### What the exercise asks:
Count the lines in the entries below that contain the word "Above", and reply with the number alone.
Begin Records shown
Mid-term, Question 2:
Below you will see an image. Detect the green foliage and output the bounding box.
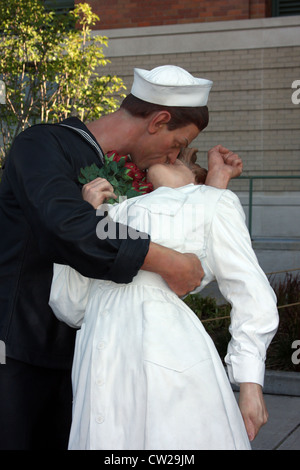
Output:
[0,0,125,167]
[266,273,300,372]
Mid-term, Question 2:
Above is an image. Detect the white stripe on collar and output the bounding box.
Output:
[60,124,104,164]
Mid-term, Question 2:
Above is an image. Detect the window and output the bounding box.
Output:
End Records shown
### Final result:
2